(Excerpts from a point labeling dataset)
------
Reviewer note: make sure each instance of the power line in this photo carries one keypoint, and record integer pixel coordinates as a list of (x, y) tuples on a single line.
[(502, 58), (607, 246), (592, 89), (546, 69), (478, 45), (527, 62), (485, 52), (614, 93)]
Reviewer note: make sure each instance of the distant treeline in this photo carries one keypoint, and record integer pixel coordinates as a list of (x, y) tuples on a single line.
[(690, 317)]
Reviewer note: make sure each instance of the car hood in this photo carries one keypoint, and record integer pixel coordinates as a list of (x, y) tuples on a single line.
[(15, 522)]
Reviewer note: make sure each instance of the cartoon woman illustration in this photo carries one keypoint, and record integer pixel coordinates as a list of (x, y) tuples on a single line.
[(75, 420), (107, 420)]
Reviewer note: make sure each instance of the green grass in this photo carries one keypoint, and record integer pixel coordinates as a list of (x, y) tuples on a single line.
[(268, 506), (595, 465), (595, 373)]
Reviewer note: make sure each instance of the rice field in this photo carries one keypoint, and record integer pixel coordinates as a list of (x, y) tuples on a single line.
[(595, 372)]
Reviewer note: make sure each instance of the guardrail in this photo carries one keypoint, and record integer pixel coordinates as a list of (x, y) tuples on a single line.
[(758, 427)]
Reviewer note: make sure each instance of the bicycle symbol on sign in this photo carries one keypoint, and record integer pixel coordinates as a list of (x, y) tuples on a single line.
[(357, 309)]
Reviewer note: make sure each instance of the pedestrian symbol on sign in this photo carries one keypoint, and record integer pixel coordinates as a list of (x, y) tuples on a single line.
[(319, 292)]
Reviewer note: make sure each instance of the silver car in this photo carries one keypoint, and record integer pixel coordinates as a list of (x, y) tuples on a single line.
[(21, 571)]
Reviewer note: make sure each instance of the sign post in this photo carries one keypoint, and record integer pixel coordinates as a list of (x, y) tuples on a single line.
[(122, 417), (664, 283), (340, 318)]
------
Your instructions: Swap "keypoint" for "point marker" in the items from the line with "Reviewer note: make sure each instance of the distant" up to and including the line with "[(268, 506), (595, 465), (595, 373)]", leaving everything else unchanged.

Solution to this exercise:
Reviewer note: make sure each instance of the distant treeline in this photo carries one point marker, and record integer pixel coordinates as a list of (x, y) tuples on a single line.
[(690, 317)]
Reviewer note: make sure each instance of the car hood in this photo carries one point marker, and record integer pixel coordinates as a list of (x, y) tuples on a single line.
[(15, 522)]
Reviewer note: make sure each instance of the cartoon woman illustration in this photo carries one point marker, and record integer pixel coordinates as a list of (x, y) tuples on a single line.
[(75, 420), (107, 420)]
Reviewer note: make sure each instance of the green grass in this photo carries one point marker, and record integer pixel coordinates as a list of (x, y) tuples on a single line.
[(268, 506), (595, 465), (595, 373)]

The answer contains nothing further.